To do: Pull every line containing "report" from the listing below.

Extracted records:
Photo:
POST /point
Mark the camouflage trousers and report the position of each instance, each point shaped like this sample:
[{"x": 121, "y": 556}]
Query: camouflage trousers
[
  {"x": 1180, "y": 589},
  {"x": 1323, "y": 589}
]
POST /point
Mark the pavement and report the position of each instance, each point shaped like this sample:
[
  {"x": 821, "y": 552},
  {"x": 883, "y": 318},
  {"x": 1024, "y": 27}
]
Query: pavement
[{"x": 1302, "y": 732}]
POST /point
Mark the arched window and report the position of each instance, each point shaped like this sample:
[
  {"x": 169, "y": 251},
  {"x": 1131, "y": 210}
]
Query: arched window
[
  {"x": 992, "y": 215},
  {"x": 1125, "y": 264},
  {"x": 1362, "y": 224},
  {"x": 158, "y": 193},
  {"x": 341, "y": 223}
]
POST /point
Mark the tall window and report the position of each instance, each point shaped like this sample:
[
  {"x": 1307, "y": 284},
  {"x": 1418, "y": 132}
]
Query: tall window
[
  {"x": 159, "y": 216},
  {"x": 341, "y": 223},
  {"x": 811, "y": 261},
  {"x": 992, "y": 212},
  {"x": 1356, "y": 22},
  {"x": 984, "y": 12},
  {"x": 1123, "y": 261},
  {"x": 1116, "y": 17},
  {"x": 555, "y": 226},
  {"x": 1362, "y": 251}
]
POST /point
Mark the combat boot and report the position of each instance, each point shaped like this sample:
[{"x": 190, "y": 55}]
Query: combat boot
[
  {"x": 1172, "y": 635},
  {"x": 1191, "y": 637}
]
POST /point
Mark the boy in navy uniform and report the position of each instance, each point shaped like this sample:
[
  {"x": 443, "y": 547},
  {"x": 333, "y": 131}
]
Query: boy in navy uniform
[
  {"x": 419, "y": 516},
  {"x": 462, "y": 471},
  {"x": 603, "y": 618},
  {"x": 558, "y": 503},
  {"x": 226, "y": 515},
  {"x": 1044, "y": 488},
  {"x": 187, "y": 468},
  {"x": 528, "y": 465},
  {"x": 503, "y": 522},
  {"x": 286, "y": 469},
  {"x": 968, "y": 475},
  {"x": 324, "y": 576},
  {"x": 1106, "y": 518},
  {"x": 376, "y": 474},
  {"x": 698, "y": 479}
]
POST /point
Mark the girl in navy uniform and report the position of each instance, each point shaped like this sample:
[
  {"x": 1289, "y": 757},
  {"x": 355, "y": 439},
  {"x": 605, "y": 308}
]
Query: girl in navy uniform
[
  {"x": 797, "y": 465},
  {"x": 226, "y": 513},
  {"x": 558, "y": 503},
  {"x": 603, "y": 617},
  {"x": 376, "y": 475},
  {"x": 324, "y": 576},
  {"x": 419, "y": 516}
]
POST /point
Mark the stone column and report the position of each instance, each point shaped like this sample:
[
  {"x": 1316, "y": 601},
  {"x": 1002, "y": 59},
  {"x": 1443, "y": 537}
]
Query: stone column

Response:
Mark the camouflage trousers and report the position of each instance, each point shaped like this sample:
Mark the pavement and report the position of each instance, each point shaped like this sample:
Mark the arched window and report the position of each instance, each point shaped like this sample:
Mark the tall window and report the position of each instance, each point shaped like this sample:
Mark the combat boot and report the position of each instance, each point shaped like this sample:
Mark the boy in navy uniform and report the position of each instance, each point shaped like this sample:
Mark the girl in navy uniform and report the position of each instance, each point shaped like this sample:
Mark the stone column and report the position of each instance, each point shaped like this sample:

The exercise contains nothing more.